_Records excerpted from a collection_
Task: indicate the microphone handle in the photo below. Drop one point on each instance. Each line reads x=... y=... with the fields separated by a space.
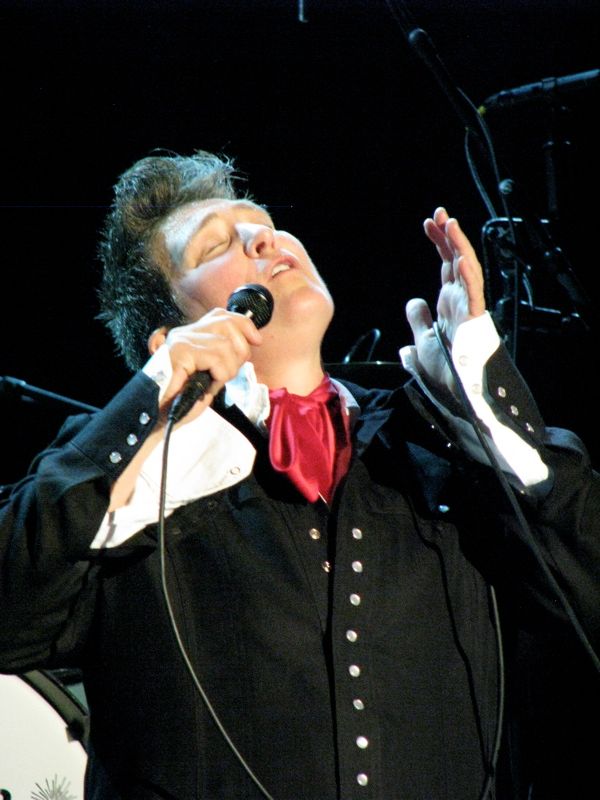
x=252 y=300
x=194 y=389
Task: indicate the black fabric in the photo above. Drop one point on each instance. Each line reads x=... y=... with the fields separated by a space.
x=267 y=627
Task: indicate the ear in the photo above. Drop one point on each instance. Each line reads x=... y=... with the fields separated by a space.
x=156 y=338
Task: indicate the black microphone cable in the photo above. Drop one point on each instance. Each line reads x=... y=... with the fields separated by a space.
x=533 y=546
x=254 y=301
x=528 y=536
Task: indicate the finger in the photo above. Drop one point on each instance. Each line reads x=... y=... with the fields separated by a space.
x=458 y=241
x=472 y=280
x=437 y=236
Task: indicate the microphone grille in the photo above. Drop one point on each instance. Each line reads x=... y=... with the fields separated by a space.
x=253 y=300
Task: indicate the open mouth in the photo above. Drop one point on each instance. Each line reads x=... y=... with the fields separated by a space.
x=280 y=268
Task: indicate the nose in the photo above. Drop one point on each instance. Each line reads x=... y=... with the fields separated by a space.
x=259 y=240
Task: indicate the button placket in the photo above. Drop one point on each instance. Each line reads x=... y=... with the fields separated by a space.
x=355 y=600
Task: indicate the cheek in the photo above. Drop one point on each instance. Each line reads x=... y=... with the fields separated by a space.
x=207 y=287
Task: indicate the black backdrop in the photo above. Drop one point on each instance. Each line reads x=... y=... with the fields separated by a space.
x=341 y=130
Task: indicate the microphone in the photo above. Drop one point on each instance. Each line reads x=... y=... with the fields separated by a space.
x=546 y=89
x=253 y=301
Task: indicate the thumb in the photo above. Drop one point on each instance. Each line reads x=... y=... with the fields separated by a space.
x=418 y=316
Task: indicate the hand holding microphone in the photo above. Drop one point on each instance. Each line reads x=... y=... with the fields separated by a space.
x=253 y=301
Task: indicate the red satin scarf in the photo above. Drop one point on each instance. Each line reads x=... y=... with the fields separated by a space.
x=310 y=439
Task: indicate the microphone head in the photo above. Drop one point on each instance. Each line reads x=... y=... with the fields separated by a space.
x=254 y=301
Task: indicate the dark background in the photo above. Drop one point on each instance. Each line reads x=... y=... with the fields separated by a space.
x=349 y=139
x=341 y=130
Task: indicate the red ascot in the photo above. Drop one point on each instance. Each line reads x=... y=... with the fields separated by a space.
x=310 y=439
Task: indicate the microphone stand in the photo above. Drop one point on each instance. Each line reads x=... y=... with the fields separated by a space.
x=14 y=388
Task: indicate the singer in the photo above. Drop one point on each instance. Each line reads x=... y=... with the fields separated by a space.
x=334 y=554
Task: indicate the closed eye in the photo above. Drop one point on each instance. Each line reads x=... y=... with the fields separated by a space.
x=214 y=249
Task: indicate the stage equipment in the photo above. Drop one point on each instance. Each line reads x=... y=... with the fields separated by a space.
x=43 y=734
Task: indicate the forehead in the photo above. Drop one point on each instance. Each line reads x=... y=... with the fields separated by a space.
x=189 y=219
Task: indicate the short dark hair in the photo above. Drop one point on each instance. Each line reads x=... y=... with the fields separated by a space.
x=135 y=293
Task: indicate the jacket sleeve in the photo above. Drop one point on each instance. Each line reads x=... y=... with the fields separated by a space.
x=547 y=551
x=49 y=519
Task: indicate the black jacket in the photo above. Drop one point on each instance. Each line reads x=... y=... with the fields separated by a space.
x=357 y=662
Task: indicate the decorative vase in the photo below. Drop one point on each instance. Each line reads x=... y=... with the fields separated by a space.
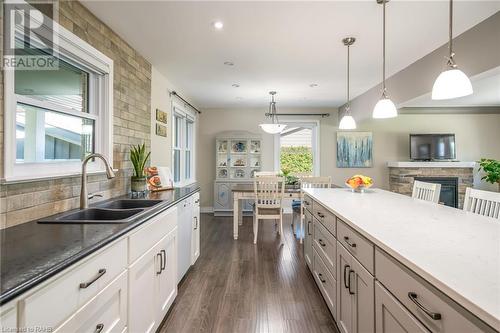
x=138 y=184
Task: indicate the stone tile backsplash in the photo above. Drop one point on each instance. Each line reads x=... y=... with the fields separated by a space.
x=22 y=202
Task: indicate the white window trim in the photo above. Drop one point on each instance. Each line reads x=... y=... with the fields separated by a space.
x=185 y=113
x=315 y=126
x=78 y=51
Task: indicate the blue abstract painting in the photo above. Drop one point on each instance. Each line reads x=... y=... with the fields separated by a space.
x=354 y=150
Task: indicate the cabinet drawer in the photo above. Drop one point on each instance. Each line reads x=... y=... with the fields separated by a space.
x=391 y=316
x=400 y=281
x=325 y=281
x=325 y=217
x=357 y=245
x=325 y=245
x=307 y=203
x=107 y=312
x=150 y=234
x=67 y=293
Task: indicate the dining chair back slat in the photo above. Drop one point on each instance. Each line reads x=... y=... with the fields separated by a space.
x=484 y=203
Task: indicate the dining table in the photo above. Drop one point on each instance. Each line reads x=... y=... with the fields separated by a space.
x=246 y=192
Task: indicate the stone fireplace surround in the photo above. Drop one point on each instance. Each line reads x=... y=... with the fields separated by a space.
x=403 y=174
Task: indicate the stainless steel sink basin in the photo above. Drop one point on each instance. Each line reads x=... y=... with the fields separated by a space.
x=129 y=204
x=96 y=215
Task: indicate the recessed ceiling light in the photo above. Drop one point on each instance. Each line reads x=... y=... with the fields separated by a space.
x=218 y=25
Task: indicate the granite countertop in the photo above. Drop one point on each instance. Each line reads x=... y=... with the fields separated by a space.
x=456 y=251
x=31 y=253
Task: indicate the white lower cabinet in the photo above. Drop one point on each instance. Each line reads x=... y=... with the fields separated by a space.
x=391 y=316
x=105 y=313
x=195 y=236
x=355 y=294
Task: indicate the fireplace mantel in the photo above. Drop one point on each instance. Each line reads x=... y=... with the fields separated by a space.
x=422 y=164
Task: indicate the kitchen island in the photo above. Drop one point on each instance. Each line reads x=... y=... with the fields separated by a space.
x=453 y=253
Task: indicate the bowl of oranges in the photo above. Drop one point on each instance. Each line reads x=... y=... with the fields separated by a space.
x=358 y=183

_Assignment_
The entries above, every one of them, should be retyped exactly, with no pictures carried over.

_Reply_
Task: indicate the microphone handle in the photo below. Drop one point on each instance. Each line reads x=... y=... with the fields separated by a space.
x=252 y=300
x=194 y=389
Task: indicate the black fabric in the photo above. Drop one point on each instance. Each line reads x=... y=... with the fields separated by a space.
x=267 y=627
Task: indicate the ear in the photo above. Drop one point on each instance. Each line reads x=... y=... with the fields separated by a space.
x=156 y=338
Task: indicate the black microphone cable in the photo above. Drop one point on each instance. Each line reads x=... y=... with the fields separated by a space.
x=533 y=546
x=254 y=301
x=528 y=536
Task: indicate the finger in the photo above. Drop one point on each instance. Each line reads x=... y=... with the fields separated by a space.
x=458 y=241
x=472 y=280
x=437 y=236
Task: indicate the microphone grille in the photo above. Drop one point on each instance. Each line reads x=... y=... with the fields separated by a space.
x=253 y=300
Task: indicate the open mouth in the photo above. Drop one point on each instance. Each line reads x=... y=... with the fields separated by a space.
x=280 y=268
Task: indicate the nose in the photo above. Drop one point on each instance. Each line reads x=... y=... with the fields separated by a space.
x=259 y=240
Task: indicate the button placket in the photo above. Drop one point on each instance. Each line reads x=... y=... with the fields separated by a space.
x=355 y=600
Task: indicate the cheek in the photo above. Drop one point on each instance. Each line reads x=... y=... with the fields separated by a space.
x=207 y=287
Task: indicate the black backdrop in the photo above. Drop one point on each instance. Each line reads x=... y=... with the fields separated by a space.
x=341 y=130
Task: indicate the microphone in the photo above. Drop one point on each instance. Each line reads x=... y=... with the fields separated by a space.
x=546 y=89
x=253 y=301
Task: indicate the thumb in the photo above. Drop one point on each instance. Each line reads x=... y=... with the fields separated by a space.
x=418 y=316
Task: indicate the hand holding microphone in the photo above. Drop one point on each instance. Each line reads x=... y=... with the fields separated by a space.
x=253 y=301
Task: indicate the red satin scarf in the photo above. Drop one point on each instance. Each line reads x=... y=... with the fields separated by a space.
x=310 y=439
Task: indicate the microphone head in the photo above. Drop one point on each instance. Each line reads x=... y=... with the fields separated by a space.
x=254 y=301
Task: indicate the dark background in the photo above. Drop one point on each instance. Each line reads x=... y=... with the fields separated by a space.
x=349 y=139
x=341 y=130
Task: indicate the red ascot in the photo above. Drop one point on each instance. Each line reads x=... y=... with the fields separated by a space.
x=310 y=439
Task: indicate the microphone stand in the photo above. Drop one point on each instance. Each line reads x=... y=... with the fields separated by a space.
x=14 y=388
Task: indicate the singer in the photo above. Drop one point on each instance. Each line reads x=... y=... with the fields separated by a space.
x=334 y=554
Task: indicate the closed eye in the photo above. Drop one point on each instance. Each line reads x=... y=... with the fields separated by a space.
x=214 y=249
Task: indicate the stage equipment in the photo above. Drop one point on each instance. Each line reads x=... y=... with the fields separated by a space.
x=43 y=734
Task: indicate the forehead in the photo above. Drop one point on each instance. Each line reads x=... y=... with the fields separated by a space.
x=189 y=219
Task: indicate the short dark hair in the photo above. Drop one point on each instance. Each line reads x=... y=... with the fields separated by a space.
x=135 y=293
Task: indicate the jacket sleeve in the photo above. Drop one point on each instance. Each line reads x=... y=... with the fields separated by a space.
x=547 y=551
x=49 y=519
Task: indicate the black jacket in the photo above. Drop one point on each instance. Each line reads x=... y=... with the fields separated by a space.
x=357 y=662
Task: indicate the decorative vase in the photo below. Drop one point on each instance. Each line reads x=... y=... with the fields separated by a space.
x=138 y=184
Task: indicate the stone tile backsplash in the photo above. Drop one point on each instance. Each line reads x=... y=... with the fields separated by a space.
x=22 y=202
Task: indicate the white window trim in the photo above. Drop one point on each instance. Each line reads x=... y=... with the fields separated by a space.
x=185 y=113
x=315 y=126
x=78 y=51
Task: indicate the blue abstract painting in the photo above. Drop one point on each instance. Each line reads x=... y=... with the fields separated by a space.
x=354 y=150
Task: indicate the cabinet drawer in the photo above. Drop one point on each instance. Each line reads x=... y=... with the fields separated by a space.
x=391 y=316
x=400 y=281
x=325 y=281
x=325 y=217
x=357 y=245
x=325 y=245
x=307 y=203
x=107 y=312
x=150 y=234
x=67 y=293
Task: indicate the dining chair back slat in the photo above. Drop one point on each instance. Each line reads x=... y=... with the fields separated by a space.
x=484 y=203
Task: indicate the dining table in the photo above. Drop one point on each instance. Each line reads x=... y=... with the fields separated by a space.
x=246 y=192
Task: indicate the stone fireplace surround in the photo above. Drop one point on each instance. Each line reads x=... y=... with the fields separated by a space.
x=403 y=174
Task: indicate the stainless steel sink basin in the photo above. Drop one point on each instance. Each line reads x=... y=... with the fields separated by a space.
x=129 y=204
x=96 y=215
Task: indicate the recessed ceiling light in the photo above. Drop one point on each instance. Each line reads x=... y=... with the fields separated by a space.
x=218 y=25
Task: indicate the granite countertop in the photo above. Drop one point on each instance. Each line reads x=... y=... with the fields separated by a space.
x=456 y=251
x=31 y=253
Task: indicate the white lower cabinet in the photo above. Drop one point on each instance. Each line reads x=... y=... with the fields separated by a space.
x=391 y=316
x=105 y=313
x=195 y=236
x=355 y=294
Task: indicate the fireplace mantel in the photo above. Drop one point on each instance. Each line reads x=... y=... with the fields separated by a space.
x=422 y=164
Task: indicate the kitchen island in the photo above. Drop one point on each instance. Each line reads x=... y=... with the fields separated by a space.
x=453 y=253
Task: indicate the bowl of oranges in the photo above. Drop one point on each instance. Each line reads x=... y=... with the fields separated by a space.
x=358 y=183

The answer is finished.